TASK REQUIREMENTS
Pull out each line in the entries below that contains the string "lavender", matching case exactly.

Entries from a point annotation set:
_ _ _ _

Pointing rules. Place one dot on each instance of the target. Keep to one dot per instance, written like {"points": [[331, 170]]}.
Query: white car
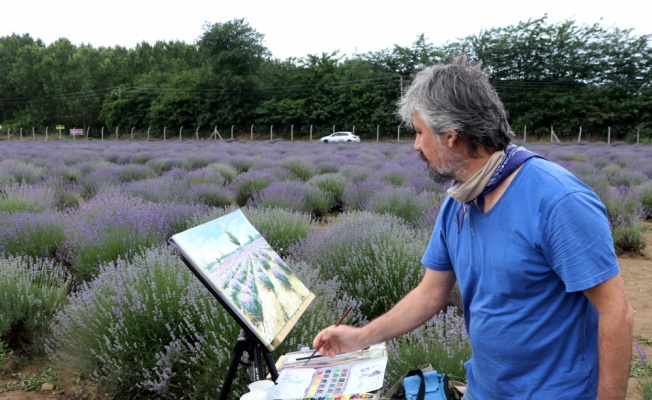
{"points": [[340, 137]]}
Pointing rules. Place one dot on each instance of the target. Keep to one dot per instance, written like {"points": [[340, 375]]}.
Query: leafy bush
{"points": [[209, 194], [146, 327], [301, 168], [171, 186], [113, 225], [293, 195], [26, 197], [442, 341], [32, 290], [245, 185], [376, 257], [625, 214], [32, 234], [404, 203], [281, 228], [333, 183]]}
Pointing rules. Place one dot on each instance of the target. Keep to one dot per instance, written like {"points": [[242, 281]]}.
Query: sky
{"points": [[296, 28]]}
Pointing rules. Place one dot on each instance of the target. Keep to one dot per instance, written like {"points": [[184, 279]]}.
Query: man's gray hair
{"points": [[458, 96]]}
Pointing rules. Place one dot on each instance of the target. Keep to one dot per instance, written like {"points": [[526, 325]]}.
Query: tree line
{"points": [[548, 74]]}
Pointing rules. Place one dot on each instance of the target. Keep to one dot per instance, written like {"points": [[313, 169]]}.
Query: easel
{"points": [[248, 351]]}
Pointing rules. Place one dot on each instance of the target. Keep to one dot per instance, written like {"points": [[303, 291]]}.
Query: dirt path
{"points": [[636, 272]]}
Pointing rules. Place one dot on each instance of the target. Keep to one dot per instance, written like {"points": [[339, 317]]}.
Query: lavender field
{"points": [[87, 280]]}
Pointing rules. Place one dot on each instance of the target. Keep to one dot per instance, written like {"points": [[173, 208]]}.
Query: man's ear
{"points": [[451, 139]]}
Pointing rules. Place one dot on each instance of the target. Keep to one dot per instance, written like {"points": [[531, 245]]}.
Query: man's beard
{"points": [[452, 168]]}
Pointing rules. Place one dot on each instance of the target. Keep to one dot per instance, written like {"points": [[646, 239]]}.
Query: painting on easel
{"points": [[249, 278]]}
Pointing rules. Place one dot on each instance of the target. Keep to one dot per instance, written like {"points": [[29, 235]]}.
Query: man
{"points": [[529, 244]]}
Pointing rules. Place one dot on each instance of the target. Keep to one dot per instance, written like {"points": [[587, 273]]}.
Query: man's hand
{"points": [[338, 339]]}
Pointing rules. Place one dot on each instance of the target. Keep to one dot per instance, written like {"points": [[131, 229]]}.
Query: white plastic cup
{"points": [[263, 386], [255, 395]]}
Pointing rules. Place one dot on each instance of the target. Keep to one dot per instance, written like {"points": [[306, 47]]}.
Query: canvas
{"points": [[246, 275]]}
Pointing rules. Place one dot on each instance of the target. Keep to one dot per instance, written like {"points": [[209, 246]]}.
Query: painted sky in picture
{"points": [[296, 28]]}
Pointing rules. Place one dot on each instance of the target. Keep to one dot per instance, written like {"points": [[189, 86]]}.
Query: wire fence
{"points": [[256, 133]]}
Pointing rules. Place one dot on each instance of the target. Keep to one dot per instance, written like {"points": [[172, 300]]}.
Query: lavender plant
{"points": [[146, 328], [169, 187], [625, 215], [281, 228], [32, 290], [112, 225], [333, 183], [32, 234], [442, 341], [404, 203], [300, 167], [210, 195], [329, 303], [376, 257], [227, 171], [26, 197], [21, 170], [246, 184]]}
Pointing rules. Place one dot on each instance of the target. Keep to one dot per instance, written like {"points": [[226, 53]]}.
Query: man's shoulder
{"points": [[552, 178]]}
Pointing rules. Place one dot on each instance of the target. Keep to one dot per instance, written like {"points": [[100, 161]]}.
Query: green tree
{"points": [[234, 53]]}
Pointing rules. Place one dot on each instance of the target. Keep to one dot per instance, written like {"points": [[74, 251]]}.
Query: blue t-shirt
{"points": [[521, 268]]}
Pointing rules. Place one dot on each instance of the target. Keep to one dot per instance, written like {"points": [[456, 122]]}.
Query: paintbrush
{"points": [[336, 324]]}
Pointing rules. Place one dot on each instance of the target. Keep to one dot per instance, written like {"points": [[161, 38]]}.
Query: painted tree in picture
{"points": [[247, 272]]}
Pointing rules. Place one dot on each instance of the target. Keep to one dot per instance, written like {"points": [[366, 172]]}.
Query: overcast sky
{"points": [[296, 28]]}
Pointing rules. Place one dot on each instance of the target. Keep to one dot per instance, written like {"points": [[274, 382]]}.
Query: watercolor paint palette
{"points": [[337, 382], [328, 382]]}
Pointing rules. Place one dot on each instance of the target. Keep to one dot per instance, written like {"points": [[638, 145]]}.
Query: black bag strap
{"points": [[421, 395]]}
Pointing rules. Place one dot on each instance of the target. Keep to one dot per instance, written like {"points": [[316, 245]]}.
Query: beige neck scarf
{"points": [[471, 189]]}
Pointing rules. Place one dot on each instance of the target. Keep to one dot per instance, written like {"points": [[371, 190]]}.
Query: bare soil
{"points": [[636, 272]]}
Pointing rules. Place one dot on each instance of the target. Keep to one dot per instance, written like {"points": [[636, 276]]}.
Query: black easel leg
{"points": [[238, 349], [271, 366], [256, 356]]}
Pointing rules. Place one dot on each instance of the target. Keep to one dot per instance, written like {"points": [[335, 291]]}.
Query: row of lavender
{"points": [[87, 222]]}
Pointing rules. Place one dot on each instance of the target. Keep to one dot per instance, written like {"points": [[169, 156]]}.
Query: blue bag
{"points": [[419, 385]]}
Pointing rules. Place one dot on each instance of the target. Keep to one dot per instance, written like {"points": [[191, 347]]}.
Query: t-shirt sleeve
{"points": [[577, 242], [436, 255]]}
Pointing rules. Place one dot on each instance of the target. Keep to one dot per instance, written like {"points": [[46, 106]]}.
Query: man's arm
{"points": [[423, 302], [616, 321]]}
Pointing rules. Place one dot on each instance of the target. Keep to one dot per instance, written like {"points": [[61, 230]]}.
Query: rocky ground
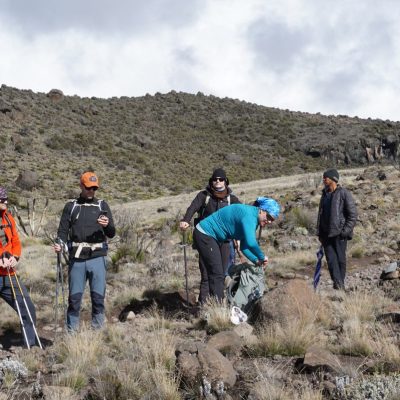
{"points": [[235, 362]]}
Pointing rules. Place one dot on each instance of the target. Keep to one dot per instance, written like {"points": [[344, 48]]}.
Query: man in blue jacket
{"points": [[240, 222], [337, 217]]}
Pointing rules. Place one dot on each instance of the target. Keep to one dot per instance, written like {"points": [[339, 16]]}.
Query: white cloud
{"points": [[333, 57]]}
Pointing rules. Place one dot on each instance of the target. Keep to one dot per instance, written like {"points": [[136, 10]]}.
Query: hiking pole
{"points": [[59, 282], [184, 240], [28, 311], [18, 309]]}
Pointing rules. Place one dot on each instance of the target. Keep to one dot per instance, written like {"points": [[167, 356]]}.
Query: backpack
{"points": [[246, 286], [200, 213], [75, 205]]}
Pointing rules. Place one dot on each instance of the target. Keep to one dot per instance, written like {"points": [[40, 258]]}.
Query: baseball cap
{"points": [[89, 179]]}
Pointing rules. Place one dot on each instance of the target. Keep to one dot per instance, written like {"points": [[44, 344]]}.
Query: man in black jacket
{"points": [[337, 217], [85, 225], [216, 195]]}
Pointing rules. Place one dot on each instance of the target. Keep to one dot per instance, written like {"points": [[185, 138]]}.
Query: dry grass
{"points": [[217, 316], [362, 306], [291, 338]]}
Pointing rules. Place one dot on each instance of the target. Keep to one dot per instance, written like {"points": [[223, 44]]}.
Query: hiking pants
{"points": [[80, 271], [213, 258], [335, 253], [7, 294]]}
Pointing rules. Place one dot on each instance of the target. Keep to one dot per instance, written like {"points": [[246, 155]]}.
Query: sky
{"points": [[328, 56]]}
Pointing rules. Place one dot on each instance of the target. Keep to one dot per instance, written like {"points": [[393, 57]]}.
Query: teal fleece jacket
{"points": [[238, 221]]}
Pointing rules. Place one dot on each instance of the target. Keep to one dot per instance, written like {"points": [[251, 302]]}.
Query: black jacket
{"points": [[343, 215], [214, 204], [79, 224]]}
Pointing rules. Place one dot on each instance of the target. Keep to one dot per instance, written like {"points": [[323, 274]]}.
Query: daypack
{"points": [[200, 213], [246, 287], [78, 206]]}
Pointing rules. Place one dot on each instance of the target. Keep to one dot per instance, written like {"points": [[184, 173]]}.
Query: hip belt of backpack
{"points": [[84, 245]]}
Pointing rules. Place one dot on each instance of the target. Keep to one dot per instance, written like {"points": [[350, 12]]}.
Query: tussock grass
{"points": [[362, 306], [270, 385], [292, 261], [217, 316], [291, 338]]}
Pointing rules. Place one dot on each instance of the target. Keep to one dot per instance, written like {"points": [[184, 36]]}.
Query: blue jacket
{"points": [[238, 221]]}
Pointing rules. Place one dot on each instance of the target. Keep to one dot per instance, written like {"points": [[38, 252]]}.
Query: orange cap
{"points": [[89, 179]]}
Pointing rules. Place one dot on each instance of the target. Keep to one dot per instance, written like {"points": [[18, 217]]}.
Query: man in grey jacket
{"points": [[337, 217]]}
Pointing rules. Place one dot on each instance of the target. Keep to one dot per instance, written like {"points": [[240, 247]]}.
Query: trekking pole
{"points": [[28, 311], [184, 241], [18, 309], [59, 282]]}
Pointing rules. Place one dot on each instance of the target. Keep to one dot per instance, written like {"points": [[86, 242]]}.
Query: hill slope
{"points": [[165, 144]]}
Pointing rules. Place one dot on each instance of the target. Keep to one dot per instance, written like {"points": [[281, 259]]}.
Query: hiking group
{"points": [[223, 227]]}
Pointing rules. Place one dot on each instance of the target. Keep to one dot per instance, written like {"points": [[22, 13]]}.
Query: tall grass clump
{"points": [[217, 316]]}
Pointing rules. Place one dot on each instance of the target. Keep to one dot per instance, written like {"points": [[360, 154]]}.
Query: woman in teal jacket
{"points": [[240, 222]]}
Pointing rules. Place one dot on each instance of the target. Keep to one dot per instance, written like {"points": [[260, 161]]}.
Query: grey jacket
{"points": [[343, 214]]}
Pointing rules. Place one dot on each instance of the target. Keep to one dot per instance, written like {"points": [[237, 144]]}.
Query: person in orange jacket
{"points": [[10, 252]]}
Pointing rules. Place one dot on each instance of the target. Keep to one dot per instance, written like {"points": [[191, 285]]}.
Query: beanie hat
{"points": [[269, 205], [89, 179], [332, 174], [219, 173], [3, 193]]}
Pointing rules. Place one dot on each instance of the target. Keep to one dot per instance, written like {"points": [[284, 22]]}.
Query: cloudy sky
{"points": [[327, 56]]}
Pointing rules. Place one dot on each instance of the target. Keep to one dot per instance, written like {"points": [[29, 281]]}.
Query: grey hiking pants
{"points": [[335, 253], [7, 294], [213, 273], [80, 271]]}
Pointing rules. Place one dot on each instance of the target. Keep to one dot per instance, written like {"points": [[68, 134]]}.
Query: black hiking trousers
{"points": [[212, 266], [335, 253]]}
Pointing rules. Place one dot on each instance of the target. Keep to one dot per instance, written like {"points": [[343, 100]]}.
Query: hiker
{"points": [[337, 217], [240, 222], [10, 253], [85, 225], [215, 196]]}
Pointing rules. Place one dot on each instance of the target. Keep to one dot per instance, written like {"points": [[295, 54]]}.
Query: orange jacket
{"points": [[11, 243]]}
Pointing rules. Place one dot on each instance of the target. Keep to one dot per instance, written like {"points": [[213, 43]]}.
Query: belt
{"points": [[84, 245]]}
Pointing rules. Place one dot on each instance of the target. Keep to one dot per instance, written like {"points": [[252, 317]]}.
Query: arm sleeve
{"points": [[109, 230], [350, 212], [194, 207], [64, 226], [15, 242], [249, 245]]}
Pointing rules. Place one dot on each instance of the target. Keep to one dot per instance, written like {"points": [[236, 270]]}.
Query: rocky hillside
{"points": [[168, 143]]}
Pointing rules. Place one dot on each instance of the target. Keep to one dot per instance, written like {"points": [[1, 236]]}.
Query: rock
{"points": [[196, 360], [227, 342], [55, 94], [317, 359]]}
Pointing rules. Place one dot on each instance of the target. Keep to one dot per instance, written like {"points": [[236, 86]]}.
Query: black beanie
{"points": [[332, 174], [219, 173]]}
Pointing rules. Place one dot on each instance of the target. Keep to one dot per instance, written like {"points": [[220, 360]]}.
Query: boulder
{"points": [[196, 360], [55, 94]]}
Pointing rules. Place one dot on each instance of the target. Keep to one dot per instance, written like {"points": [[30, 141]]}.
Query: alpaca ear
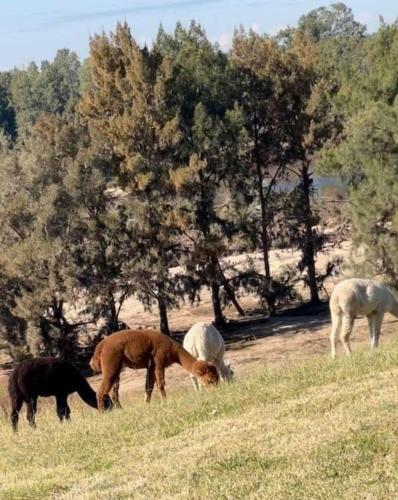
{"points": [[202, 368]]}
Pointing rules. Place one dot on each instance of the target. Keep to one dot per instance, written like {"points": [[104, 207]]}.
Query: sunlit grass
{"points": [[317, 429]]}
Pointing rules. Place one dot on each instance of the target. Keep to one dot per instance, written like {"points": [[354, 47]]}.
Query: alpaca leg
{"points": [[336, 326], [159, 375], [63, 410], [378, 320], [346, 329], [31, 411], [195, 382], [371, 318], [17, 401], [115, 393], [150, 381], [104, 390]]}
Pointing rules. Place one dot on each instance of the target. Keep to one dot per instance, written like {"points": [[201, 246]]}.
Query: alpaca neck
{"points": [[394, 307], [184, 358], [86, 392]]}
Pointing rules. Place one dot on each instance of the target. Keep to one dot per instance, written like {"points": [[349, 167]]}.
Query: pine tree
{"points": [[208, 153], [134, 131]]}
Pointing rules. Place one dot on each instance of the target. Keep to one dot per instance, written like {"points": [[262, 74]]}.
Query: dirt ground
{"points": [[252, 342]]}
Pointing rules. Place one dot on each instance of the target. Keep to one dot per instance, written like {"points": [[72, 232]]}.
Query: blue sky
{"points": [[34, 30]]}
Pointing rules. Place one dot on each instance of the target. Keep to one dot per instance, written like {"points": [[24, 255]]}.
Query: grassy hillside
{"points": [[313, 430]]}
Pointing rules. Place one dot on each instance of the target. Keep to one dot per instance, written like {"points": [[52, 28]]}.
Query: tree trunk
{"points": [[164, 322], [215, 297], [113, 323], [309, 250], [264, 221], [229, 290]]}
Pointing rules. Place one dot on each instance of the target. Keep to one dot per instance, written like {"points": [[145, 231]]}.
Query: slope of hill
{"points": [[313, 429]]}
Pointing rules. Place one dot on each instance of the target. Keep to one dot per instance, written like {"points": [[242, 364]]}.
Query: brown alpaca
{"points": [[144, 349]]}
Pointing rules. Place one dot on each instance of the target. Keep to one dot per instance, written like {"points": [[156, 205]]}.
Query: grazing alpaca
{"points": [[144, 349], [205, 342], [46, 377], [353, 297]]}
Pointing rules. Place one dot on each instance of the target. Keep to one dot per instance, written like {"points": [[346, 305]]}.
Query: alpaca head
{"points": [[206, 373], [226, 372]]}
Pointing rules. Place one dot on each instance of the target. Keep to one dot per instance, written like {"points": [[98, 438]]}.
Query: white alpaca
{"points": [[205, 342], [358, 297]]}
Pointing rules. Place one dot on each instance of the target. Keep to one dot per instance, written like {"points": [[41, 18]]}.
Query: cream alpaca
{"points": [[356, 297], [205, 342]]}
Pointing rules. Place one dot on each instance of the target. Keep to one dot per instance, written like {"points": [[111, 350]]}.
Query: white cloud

_ _ _ _

THE REPLY
Query: lavender field
Query: lavender plant
Query: row of lavender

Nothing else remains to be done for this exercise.